(Recorded data)
▼▼▼
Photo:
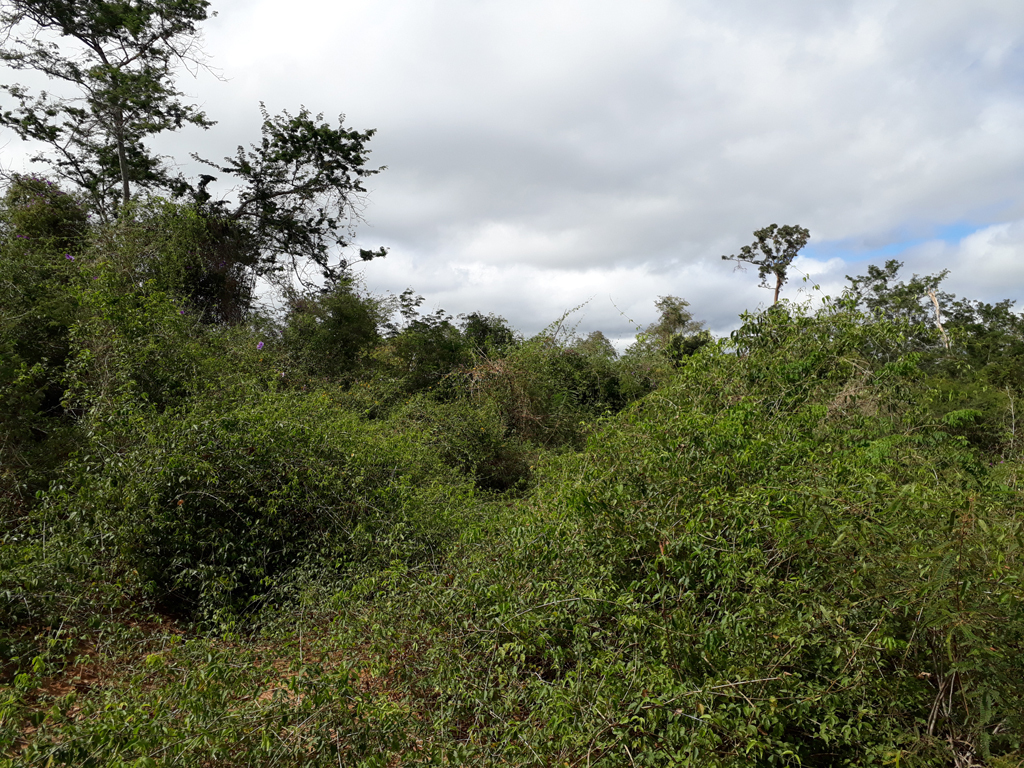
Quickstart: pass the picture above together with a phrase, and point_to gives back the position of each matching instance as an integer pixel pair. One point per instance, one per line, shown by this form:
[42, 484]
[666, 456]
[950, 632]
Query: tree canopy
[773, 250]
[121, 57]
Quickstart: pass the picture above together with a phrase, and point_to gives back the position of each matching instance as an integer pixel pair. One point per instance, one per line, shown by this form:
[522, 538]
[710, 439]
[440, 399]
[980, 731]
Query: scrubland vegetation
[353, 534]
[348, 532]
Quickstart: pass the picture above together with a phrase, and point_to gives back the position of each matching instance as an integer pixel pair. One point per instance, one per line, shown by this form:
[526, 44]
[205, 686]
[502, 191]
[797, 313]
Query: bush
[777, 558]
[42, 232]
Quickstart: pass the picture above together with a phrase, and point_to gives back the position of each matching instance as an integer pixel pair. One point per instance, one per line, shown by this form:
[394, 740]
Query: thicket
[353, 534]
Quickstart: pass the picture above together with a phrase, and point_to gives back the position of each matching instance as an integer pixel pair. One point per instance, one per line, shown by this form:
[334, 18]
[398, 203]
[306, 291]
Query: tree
▲▲▲
EXERCISE: Set down all of the entries exactly as they appear, but keep the images out.

RESULT OF THE TASK:
Photo:
Quickstart: pass the picture above together with a phrase, and point_to gives back the position of each matching instance as an integer pixel pair. One point per instance, one per line, shown by this form:
[42, 484]
[666, 456]
[950, 632]
Query: tree canopy
[773, 250]
[121, 57]
Quickstart: pass the picture above together with a phrase, and point_to gives back the position of each matching instance as an integer pixel pair. One point per instance, one per line, shown by this form:
[522, 538]
[710, 439]
[440, 399]
[980, 731]
Query: scrubland vegetation
[353, 534]
[348, 532]
Quickstart: pass the picture above together with a phrase, and point_to gives back the position of each matching instance as an integer pixel pair. One point per instance, one per line, shown by this form:
[526, 44]
[205, 686]
[502, 191]
[797, 313]
Query: bush
[777, 558]
[42, 232]
Quickstart: pass the picture above together with a phrase, and point_to gives back the position of each matching instance as an integer pixel pair. One point per instance, one per line, shown by this form:
[394, 740]
Query: thicket
[353, 534]
Quickstart: pass the picture above together with a phrase, and point_to gives back the position of each matching instance as an integer pixel pair. One point per instance, one per line, shown by this form:
[334, 18]
[398, 203]
[306, 291]
Query: tree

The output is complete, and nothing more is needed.